▶ **Excerpt provided**
•••••

Pennsylvania sees H1N1 surge, but vaccine lags far behind

HARRISBURG, PA., October 29, 2009

That's according to reports today from the state's top health officials.

They say cases are mounting far faster than the pace with which h1N1 vaccine is arriving in the Commonwealth.

The officials say that almost 1.8 million doses of swine flu vaccine were originally projected to be sent to the state by now, but less than half as many have been actually delivered.

"And, I think that there's no question that if you look at those graphs that the virus has gotten out ahead of the vaccine supply. The problem that we have is that we're not in control."

At this point, Pennsylvania is expected to receive a cumulative total of 6 million doses by mid-January but that's still more than a million fewer than providers have requested.

Health officials say if those projections are met it'll be important because there's likely to be a "spring wave" of the virus.

Meantime, nationally, as many as 5.7 million Americans were infected with swine flu during the first few months of the pandemic, according to estimates from federal health officials.

Scientists at the Centers for Disease Control and Prevention estimate that between 1.8 million and 5.7 million Americans were infected from mid-April through July 23. The figures are the CDC's most specific calculation to date.

They also estimated that between 9,000 and 21,000 hospitalizations occurred during that time. The estimates are in a CDC publication, Emerging Infectious Diseases, and were posted on the journal's Web site this week.

To come up with the numbers, the scientists assumed that most people infected with swine had only mild illnesses and did not get medical care or get tested. For every confirmed case, they estimated that probably 80 others occurred. And for every confirmed hospitalization, there were probably three others.

Rates of testing and hospitalization have dropped since the pandemic began, so the same calculation couldn't be done for cases since late July.

For that reason, CDC officials are saying simply that "many millions" of Americans have been infected to date, the CDC's Dr. Anne Schuchat said at a press conference Thursday in Atlanta.

Schuchat also provided an update on a shortage of the children's version of the drug Tamiflu, a first-line treatment for swine flu.

The shortage first emerged last month. Since then, the federal government has released 300,000 pediatric Tamiflu doses to the states from a national medicine stockpile.

The shortage occurred because the drug's manufacturer, Switzerland-based Roche Holdings, decided to focus production on adult-strength capsules as it dealt with increasing demand for the medication.

Though there are scattered shortages of pediatric doses, adult-strength Tamiflu pills are in good supply and pharmacies can turn them into a Tamiflu syrup for children, said Schuchat, who heads the CDC's National Center for Immunization and Respiratory Diseases.

•••••

▶ **Data under study**
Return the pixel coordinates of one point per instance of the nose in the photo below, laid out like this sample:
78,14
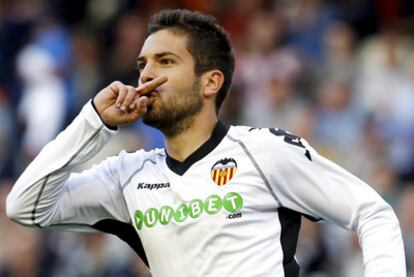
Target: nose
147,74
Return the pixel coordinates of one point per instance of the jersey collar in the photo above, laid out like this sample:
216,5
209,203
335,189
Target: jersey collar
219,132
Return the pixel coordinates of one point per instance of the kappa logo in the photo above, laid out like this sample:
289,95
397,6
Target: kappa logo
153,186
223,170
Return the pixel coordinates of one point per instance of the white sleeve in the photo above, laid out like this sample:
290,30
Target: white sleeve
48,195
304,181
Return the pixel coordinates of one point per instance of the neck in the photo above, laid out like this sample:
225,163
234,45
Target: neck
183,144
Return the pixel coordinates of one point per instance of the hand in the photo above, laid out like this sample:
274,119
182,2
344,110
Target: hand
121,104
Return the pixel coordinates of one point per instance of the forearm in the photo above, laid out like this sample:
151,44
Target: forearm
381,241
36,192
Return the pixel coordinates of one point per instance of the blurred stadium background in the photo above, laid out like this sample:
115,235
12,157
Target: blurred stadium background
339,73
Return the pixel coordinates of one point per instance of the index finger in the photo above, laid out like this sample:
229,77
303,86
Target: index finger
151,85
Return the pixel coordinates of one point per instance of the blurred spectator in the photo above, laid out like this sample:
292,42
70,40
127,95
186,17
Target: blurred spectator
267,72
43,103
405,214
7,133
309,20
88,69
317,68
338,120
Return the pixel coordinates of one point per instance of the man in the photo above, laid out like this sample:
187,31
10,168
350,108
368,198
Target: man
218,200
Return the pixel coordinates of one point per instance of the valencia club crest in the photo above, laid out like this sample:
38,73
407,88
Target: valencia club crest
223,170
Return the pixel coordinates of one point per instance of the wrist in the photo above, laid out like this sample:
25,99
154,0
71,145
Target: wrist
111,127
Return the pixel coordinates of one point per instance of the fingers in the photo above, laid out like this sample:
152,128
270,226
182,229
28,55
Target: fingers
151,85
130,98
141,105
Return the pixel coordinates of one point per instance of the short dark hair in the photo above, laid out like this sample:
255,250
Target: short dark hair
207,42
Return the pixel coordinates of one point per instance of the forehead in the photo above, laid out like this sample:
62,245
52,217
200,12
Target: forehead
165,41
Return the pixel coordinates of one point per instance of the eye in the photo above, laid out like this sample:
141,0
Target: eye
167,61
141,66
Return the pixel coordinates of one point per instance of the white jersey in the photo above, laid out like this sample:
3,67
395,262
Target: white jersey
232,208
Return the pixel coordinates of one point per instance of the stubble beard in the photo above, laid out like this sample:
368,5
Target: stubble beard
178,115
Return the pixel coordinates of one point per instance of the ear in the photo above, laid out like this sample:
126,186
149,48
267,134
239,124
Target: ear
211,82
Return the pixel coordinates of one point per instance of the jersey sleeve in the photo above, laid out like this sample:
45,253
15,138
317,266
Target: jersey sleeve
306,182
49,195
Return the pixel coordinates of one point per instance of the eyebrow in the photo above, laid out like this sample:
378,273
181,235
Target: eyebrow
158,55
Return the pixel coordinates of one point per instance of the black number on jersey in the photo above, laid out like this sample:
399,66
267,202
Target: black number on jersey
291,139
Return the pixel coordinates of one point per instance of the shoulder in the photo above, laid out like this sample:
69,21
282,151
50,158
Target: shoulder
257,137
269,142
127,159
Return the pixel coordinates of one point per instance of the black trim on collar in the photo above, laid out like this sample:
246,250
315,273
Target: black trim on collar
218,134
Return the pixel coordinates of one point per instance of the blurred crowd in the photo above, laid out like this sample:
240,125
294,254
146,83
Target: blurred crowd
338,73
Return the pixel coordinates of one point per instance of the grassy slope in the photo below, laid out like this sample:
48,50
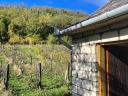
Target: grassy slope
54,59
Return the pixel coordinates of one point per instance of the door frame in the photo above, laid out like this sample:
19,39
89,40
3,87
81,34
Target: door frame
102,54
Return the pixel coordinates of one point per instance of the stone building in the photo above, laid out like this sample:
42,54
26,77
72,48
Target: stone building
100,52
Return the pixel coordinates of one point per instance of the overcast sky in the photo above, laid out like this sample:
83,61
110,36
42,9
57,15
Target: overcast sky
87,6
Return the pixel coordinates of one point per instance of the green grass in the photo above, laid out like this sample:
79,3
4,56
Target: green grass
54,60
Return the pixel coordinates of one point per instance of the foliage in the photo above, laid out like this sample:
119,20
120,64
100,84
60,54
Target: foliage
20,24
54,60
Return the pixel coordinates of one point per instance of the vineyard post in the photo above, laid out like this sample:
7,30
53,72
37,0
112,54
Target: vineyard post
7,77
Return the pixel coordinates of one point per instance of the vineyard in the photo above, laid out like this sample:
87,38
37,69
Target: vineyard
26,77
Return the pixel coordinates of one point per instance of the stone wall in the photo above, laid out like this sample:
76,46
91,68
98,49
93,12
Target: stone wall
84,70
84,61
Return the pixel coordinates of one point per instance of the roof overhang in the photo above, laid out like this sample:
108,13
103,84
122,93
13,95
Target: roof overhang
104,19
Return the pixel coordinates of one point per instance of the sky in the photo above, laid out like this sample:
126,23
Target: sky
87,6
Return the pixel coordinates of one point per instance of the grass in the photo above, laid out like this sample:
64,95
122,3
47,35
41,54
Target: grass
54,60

•••••

▶ **Your tasks**
[a] Using the H1N1 article, decide whether each statement agrees with it: (i) Pennsylvania has received more than half of the roughly 1.8 million vaccine doses originally projected; (ii) the federal government released 300,000 pediatric Tamiflu doses from a national stockpile; (iii) the CDC's infection estimates cover the period from mid-April through July 23. Answer yes or no for each, quoting the words of the article that decide it.
[b] List every city, state or country named in the H1N1 article.

▶ **Answers to the problems**
[a]
(i) No: "less than half as many have been actually delivered."
(ii) Yes: "the federal government has released 300,000 pediatric Tamiflu doses to the states from a national medicine stockpile."
(iii) Yes: "between 1.8 million and 5.7 million Americans were infected from mid-April through July 23."

[b]
Harrisburg
Pennsylvania
Atlanta
Switzerland